▶ Aim: Rewrite only the stretch from the line containing "task: outline the orange tarpaulin" through the line containing "Provide the mask of every instance of the orange", with "tarpaulin" changed to "tarp" and everything else kept the same.
--- BEGIN Data provided ---
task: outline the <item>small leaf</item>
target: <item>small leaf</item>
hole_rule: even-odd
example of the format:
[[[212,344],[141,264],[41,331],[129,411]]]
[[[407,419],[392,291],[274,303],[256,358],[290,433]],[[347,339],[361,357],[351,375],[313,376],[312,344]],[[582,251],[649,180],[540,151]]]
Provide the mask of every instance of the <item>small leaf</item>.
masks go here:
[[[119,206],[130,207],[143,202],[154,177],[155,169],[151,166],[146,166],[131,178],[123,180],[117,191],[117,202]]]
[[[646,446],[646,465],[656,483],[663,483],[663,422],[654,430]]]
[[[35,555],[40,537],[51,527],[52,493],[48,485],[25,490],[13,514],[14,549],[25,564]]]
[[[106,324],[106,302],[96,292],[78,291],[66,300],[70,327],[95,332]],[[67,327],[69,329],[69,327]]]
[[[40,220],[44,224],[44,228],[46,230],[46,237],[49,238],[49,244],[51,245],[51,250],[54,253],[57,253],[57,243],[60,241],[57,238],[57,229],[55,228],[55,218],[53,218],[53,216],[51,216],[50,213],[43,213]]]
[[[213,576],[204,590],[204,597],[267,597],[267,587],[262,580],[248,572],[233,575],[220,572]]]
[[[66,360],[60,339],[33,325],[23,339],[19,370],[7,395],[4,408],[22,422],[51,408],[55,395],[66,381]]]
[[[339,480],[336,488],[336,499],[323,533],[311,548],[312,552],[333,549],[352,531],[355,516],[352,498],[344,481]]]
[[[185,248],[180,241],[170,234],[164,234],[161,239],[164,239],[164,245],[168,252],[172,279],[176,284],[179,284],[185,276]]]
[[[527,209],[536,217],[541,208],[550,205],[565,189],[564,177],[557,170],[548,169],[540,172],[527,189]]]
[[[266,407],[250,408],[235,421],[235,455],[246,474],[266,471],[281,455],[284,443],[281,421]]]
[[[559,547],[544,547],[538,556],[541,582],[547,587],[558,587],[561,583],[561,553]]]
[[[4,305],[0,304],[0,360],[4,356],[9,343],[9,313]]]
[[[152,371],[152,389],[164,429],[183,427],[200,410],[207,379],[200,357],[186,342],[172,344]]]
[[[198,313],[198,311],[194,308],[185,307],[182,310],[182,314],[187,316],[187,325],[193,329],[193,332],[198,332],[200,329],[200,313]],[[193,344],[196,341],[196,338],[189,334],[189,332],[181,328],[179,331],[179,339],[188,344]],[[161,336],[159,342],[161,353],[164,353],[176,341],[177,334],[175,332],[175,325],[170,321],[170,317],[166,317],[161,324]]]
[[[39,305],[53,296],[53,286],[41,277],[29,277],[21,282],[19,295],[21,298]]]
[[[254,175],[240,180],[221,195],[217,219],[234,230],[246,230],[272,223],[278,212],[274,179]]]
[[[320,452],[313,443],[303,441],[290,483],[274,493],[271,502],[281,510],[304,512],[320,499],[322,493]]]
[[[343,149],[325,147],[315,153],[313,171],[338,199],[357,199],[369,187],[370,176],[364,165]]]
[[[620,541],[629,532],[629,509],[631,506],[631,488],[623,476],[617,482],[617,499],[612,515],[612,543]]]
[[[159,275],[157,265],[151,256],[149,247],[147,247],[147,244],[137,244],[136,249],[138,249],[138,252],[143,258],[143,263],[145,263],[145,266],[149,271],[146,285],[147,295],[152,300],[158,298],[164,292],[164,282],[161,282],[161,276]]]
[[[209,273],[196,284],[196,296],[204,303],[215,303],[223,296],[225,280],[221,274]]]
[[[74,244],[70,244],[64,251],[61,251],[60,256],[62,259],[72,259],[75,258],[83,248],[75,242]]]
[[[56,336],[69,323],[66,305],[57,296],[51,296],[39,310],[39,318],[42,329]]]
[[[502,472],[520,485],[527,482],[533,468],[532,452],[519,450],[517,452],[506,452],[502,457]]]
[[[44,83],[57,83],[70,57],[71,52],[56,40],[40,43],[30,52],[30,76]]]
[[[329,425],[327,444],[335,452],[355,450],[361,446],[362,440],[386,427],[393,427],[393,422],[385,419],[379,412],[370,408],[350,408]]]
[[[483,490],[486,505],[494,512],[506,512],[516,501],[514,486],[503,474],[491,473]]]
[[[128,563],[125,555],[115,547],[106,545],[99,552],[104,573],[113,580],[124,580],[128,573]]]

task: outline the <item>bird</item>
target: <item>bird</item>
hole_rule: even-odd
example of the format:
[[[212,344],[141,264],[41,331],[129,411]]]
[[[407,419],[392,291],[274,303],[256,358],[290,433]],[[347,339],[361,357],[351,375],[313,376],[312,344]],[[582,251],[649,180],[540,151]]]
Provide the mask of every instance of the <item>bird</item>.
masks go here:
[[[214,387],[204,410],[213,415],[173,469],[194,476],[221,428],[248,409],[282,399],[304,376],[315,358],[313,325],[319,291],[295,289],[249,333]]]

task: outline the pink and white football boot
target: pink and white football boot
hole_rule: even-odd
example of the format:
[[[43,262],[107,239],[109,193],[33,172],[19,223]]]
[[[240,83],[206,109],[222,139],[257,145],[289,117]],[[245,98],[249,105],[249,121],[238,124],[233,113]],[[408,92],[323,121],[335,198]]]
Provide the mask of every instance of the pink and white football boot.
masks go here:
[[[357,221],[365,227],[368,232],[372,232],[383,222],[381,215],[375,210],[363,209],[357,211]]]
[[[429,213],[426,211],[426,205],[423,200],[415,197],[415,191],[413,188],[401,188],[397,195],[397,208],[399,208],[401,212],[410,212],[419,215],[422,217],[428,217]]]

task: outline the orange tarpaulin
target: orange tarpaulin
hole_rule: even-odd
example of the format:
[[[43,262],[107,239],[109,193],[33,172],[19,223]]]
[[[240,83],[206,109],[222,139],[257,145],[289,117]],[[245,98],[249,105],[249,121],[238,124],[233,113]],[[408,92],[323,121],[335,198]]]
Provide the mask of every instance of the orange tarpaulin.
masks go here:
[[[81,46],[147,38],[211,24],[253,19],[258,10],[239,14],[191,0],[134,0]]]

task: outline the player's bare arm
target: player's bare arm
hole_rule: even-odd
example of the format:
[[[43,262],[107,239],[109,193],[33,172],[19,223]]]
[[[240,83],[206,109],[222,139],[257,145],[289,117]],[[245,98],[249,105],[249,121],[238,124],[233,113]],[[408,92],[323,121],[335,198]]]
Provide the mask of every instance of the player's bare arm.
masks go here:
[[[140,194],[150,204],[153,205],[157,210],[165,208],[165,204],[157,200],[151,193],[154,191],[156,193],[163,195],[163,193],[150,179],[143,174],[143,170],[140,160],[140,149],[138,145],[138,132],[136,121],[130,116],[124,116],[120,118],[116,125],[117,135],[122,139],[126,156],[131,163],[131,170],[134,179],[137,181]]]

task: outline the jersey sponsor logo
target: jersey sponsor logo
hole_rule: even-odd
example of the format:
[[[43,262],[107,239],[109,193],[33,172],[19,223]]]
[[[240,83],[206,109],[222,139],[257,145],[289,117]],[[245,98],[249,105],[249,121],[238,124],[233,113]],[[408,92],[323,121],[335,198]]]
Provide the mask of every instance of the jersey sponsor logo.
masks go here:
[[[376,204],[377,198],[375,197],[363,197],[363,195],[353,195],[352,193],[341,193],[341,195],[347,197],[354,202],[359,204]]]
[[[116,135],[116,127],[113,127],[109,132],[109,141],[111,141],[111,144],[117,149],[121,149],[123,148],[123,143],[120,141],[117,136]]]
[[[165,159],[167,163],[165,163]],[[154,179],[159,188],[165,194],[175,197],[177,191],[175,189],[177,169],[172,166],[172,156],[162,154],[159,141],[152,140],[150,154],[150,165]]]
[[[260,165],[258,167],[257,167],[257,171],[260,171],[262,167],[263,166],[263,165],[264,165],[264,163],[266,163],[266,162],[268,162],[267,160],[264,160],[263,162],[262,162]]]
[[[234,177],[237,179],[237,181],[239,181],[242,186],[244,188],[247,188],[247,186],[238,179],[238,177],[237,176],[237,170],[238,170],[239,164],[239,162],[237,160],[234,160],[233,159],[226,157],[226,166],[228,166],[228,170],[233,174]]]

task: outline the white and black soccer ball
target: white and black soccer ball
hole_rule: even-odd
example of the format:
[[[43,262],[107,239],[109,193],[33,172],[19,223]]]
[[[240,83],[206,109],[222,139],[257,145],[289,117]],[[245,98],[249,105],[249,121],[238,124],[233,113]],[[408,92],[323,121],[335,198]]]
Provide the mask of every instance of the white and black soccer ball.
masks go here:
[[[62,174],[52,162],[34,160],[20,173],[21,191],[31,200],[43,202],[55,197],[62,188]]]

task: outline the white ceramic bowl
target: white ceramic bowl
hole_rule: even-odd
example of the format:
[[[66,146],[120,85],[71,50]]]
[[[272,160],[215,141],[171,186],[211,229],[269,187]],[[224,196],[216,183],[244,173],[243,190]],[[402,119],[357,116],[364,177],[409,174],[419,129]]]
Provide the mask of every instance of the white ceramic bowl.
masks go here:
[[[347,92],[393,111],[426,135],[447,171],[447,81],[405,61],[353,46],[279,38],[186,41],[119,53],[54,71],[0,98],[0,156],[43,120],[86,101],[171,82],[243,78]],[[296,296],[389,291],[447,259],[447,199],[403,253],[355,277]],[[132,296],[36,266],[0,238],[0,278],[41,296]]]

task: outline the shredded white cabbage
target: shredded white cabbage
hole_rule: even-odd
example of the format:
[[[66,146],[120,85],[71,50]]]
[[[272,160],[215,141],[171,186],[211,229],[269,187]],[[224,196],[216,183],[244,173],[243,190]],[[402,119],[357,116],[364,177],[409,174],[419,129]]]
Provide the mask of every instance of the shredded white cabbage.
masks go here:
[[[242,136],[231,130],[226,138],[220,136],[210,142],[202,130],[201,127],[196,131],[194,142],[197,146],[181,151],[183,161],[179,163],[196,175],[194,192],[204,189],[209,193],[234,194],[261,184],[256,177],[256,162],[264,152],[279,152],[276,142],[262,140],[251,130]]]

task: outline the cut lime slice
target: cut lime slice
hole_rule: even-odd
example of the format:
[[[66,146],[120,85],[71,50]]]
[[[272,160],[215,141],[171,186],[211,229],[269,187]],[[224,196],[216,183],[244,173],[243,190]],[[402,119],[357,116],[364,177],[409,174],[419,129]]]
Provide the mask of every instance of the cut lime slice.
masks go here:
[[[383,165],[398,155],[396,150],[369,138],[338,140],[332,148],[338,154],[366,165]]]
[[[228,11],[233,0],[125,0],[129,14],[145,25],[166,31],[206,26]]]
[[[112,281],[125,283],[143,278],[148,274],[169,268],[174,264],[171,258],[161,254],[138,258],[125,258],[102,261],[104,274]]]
--- END Data provided ---
▶ Answer to the exercise:
task: outline the orange tarp
target: orange tarp
hole_rule: even-odd
example of the format:
[[[43,262],[107,239],[109,193],[33,172],[19,223]]]
[[[240,83],[206,109],[222,139],[257,145],[289,117]],[[245,98],[249,105],[249,121],[238,124],[233,113]],[[408,92],[323,121],[335,198]]]
Provide the mask of every instance of the orange tarp.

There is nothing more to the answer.